What you are asked to do:
Recast the lines running from the one containing "Please segment every instance of the brick" through the end of the entries, inclusive, as a JSON list of strings with one string per line and blank lines omitted.

(Labeling and segmentation records)

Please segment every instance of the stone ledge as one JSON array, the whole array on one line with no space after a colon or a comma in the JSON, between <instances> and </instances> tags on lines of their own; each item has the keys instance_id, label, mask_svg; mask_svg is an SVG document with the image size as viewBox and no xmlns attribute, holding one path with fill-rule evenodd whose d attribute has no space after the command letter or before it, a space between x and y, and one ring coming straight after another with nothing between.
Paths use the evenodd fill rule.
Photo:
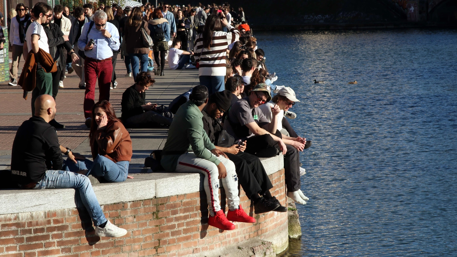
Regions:
<instances>
[{"instance_id":1,"label":"stone ledge","mask_svg":"<svg viewBox=\"0 0 457 257\"><path fill-rule=\"evenodd\" d=\"M260 160L269 175L284 167L282 155ZM125 182L94 185L99 203L106 205L198 192L203 178L195 173L132 174L135 178ZM75 208L74 191L71 189L0 190L0 202L3 206L0 215Z\"/></svg>"}]
</instances>

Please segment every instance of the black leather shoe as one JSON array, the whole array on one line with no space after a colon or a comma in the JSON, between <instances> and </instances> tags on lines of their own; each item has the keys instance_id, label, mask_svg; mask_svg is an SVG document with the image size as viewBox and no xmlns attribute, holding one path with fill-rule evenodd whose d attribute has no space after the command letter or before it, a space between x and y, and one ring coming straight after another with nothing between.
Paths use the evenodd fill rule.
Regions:
<instances>
[{"instance_id":1,"label":"black leather shoe","mask_svg":"<svg viewBox=\"0 0 457 257\"><path fill-rule=\"evenodd\" d=\"M254 203L254 213L259 214L271 211L281 206L279 203L274 203L267 200L265 198L261 197L260 199Z\"/></svg>"},{"instance_id":2,"label":"black leather shoe","mask_svg":"<svg viewBox=\"0 0 457 257\"><path fill-rule=\"evenodd\" d=\"M56 129L61 129L65 128L65 125L64 124L61 124L57 121L56 121L55 119L53 119L52 121L49 121L49 124L51 126L55 127Z\"/></svg>"}]
</instances>

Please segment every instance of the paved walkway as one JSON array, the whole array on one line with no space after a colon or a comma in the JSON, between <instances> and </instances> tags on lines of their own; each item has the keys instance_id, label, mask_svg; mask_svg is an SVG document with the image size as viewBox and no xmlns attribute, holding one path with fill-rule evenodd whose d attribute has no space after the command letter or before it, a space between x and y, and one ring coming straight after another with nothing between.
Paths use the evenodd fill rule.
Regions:
<instances>
[{"instance_id":1,"label":"paved walkway","mask_svg":"<svg viewBox=\"0 0 457 257\"><path fill-rule=\"evenodd\" d=\"M22 61L19 64L20 67L24 64ZM165 66L168 67L168 63ZM125 65L120 56L117 58L116 71L118 84L115 89L111 90L110 102L117 115L120 116L122 93L134 82L133 77L125 77L127 73ZM164 77L155 77L156 83L154 87L149 88L146 92L147 102L168 106L176 96L199 84L197 69L166 69ZM56 100L56 120L66 127L58 131L59 142L61 145L89 157L90 148L87 143L89 129L84 124L84 90L78 88L79 78L74 72L66 75L67 78L64 80L64 87L59 89ZM22 93L19 86L9 86L7 83L0 84L0 169L9 166L16 132L21 124L31 116L31 93L29 92L27 100L22 98ZM96 89L96 100L98 95L98 90ZM151 150L163 147L164 141L166 138L166 130L164 129L129 131L133 145L133 157L135 159L132 160L132 164L143 163L144 157L150 153ZM133 168L135 166L142 167L132 165Z\"/></svg>"}]
</instances>

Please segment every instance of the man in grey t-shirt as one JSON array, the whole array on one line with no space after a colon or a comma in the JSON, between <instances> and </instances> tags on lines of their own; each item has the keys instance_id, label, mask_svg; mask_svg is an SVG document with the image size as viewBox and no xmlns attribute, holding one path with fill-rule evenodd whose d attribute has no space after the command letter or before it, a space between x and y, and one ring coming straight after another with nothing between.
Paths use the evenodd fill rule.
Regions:
<instances>
[{"instance_id":1,"label":"man in grey t-shirt","mask_svg":"<svg viewBox=\"0 0 457 257\"><path fill-rule=\"evenodd\" d=\"M245 152L258 157L272 157L278 149L284 155L284 173L287 196L296 202L305 204L300 200L300 162L298 151L292 146L285 145L281 132L276 129L277 115L280 110L276 105L271 106L272 118L269 123L259 105L270 101L268 86L261 83L249 92L247 97L240 99L232 105L224 121L224 129L236 139L246 139Z\"/></svg>"}]
</instances>

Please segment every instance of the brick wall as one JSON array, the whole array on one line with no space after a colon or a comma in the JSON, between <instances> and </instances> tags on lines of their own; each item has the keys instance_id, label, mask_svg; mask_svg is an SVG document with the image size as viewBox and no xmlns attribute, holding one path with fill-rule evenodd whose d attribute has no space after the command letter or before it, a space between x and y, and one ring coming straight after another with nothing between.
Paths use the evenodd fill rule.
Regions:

Reply:
[
  "Please segment every instance of the brick wall as one JSON array, the whole array on one line with no space after a colon or a comma in the JSON, between <instances> and </instances> tags on lines of their own; each item has the keys instance_id, label, mask_svg; mask_svg is an SVG document with the image size as viewBox and no xmlns attribute, holding one path with fill-rule evenodd whose d attribute has no space after the command letter or before it, a space between x and y, and one ring coming straight after another with nothing between.",
  "Paths use the evenodd fill rule.",
  "Regions:"
]